Required tasks
[1] In the text on gun violence as a public health problem, rewrite the passage that begins at "Researchers are doing" and stops after "as a result.", replacing "pragmatic" with "practical".
[2] Name every geographic place mentioned in the text on gun violence as a public health problem.
[3] According to the text on gun violence as a public health problem, what did highway guardrails have at their ends in the past?

Excerpt
*-*-*
Gun Violence Is a Public Health Disease and Experts Want to Fight It
In the wake of the murders at a Sikh temple in Wisconsin a week ago, and the mass homicide at a movie theater in Aurora, Colorado three weeks ago, experts are concerned that gun violence is endemic to the United States. Instead of rushing out to buy guns or to control gun ownership, doctors think that we should be treating gun violence as a public health problem.
Doctors liken the way that we should be treating gun violence with highway safety. Now, guardrails on the side of the highway curve as they meet the pavement; in the past, they had sharp metal ends that stuck out, causing people to spear themselves in fatal accidents. Today, while driving schools have attempted to teach people how to drive more safely, car accident fatalities have decreased, even while the number of cars on the road has increased.
Researchers are doing their best to cultivate a pragmatic, science-based approach to assess the reality of a society saturated with guns and how we can prevent violence as a result.
*-*-*
Extracted data
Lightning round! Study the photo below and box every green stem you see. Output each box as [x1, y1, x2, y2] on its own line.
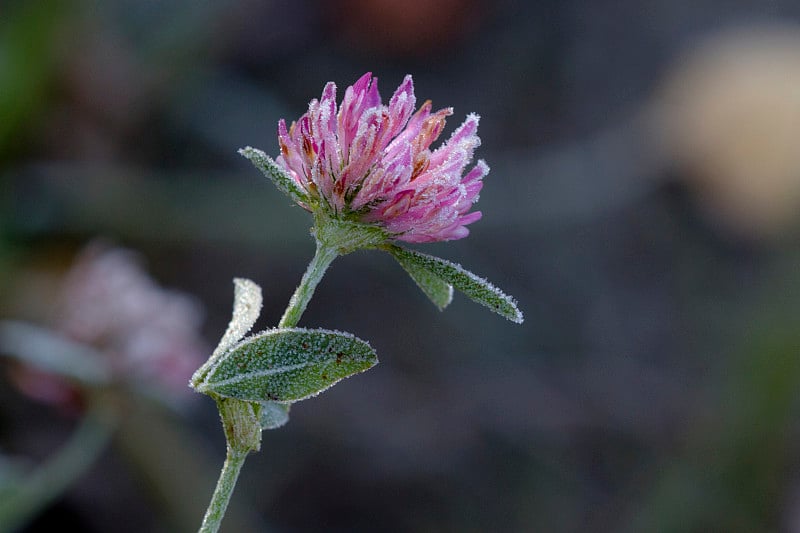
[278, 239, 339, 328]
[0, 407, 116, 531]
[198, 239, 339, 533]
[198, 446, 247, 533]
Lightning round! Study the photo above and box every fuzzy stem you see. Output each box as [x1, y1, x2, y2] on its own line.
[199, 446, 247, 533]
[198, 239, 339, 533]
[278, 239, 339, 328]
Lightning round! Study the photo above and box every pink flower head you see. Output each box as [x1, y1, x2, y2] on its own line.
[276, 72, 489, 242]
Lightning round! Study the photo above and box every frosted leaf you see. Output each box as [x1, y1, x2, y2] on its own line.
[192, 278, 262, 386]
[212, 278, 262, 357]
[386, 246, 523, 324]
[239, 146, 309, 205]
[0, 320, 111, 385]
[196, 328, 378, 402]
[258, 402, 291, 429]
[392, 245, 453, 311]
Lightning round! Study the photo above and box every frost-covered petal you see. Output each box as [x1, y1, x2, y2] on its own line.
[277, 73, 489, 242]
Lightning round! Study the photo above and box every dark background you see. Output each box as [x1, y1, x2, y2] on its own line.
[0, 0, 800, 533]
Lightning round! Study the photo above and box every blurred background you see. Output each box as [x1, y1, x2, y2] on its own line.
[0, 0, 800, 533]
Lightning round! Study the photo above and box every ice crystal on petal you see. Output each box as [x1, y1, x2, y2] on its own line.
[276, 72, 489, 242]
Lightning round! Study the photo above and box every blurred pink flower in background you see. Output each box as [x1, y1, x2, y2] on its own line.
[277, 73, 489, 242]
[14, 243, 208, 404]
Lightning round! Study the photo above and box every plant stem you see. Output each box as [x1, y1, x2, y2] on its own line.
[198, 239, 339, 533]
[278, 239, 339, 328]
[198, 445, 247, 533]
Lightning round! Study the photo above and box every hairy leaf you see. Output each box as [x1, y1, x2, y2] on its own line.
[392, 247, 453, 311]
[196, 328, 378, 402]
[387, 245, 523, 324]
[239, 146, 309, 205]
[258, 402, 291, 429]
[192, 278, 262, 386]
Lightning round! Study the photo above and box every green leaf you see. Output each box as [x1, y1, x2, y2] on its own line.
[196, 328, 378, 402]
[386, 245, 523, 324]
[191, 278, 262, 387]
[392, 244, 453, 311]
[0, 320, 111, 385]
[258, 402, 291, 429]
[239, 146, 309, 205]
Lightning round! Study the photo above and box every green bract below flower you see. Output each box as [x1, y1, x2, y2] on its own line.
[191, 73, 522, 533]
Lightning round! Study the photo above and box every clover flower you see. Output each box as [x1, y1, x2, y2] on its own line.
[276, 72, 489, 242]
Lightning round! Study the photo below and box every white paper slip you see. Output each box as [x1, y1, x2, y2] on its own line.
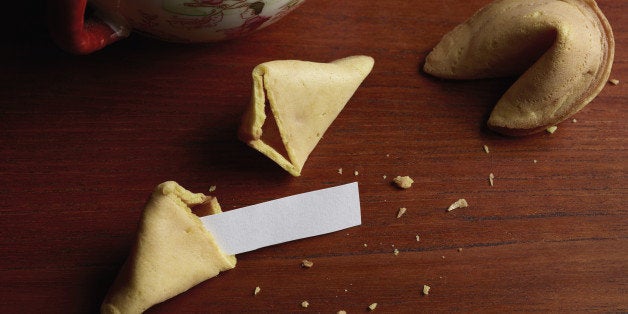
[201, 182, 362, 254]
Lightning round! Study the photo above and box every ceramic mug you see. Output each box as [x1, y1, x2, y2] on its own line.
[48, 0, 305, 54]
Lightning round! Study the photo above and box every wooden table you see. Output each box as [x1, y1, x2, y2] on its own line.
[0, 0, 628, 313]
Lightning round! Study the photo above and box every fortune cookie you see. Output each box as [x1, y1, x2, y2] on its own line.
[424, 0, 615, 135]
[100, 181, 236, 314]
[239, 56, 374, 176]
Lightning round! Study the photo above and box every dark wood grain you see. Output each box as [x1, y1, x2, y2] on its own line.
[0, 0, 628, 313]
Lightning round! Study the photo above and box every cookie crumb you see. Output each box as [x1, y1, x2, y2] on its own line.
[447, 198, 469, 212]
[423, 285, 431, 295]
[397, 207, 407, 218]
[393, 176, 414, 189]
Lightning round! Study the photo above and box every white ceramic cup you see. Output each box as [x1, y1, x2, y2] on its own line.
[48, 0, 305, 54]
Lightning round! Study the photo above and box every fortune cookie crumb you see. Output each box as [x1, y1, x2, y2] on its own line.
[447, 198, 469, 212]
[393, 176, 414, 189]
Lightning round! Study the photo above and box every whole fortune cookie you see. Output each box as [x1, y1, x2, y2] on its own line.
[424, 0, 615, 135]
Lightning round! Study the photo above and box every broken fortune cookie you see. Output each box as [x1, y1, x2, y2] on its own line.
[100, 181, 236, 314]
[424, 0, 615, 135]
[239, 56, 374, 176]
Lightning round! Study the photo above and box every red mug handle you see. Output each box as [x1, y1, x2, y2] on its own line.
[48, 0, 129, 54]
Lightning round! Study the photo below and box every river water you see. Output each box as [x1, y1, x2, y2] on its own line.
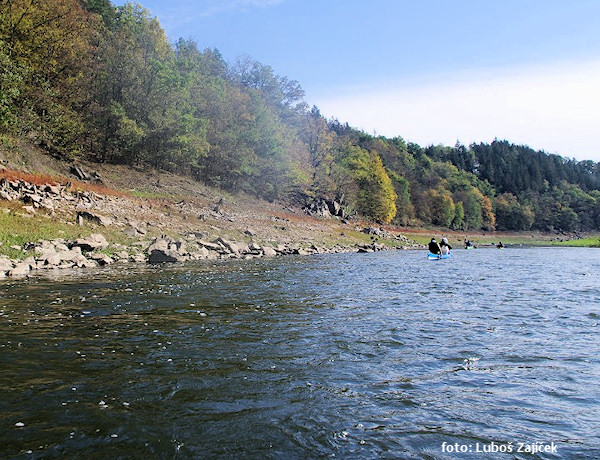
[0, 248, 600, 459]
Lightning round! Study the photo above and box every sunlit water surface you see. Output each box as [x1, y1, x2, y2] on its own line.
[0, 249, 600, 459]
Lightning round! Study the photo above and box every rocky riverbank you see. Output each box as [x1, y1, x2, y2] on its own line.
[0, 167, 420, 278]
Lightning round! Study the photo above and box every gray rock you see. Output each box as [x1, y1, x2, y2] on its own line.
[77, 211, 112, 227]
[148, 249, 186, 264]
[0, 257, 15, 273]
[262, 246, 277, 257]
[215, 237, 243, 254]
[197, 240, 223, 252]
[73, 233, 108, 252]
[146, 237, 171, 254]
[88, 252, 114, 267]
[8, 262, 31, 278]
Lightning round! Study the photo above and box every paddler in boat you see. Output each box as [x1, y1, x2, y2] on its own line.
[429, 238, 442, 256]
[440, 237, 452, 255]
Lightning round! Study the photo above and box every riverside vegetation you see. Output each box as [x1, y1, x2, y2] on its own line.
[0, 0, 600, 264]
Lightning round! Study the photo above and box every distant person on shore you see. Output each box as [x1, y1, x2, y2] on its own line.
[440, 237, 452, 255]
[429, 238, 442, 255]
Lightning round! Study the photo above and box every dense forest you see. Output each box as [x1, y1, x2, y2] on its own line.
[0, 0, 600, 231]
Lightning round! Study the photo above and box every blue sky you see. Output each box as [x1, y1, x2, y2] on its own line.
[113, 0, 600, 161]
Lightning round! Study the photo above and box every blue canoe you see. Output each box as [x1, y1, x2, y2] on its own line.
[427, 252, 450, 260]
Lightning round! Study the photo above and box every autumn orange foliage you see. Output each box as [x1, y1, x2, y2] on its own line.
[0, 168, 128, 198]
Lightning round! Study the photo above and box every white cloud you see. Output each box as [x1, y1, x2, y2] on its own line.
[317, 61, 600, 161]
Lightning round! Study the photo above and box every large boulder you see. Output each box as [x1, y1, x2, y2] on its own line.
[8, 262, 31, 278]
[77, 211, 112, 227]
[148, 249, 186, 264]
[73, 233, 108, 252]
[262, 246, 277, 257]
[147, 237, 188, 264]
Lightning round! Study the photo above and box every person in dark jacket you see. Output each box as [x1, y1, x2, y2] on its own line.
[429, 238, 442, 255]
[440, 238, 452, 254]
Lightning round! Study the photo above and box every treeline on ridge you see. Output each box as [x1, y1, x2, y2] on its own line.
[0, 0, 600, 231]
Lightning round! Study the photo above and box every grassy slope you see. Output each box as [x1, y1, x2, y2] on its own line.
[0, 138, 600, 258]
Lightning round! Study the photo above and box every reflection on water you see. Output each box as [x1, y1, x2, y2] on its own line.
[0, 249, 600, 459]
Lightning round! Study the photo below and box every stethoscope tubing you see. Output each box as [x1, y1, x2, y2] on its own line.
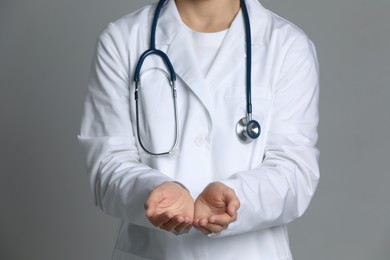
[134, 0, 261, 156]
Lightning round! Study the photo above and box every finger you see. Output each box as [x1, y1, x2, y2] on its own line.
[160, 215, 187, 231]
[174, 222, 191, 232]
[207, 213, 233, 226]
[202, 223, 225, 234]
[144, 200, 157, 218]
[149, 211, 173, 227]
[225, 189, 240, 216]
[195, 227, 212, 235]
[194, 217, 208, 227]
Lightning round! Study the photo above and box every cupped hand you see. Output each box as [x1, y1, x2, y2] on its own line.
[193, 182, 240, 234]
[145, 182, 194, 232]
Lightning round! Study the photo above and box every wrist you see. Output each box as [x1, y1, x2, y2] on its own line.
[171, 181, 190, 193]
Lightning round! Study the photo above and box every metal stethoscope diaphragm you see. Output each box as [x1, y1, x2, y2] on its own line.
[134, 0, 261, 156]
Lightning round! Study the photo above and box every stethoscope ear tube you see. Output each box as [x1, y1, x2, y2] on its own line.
*-*-*
Answers to the tasks
[1]
Researchers are doing their best to cultivate a practical, science-based approach to assess the reality of a society saturated with guns and how we can prevent violence as a result.

[2] Wisconsin; Aurora, Colorado; the United States

[3] Sharp metal ends that stuck out.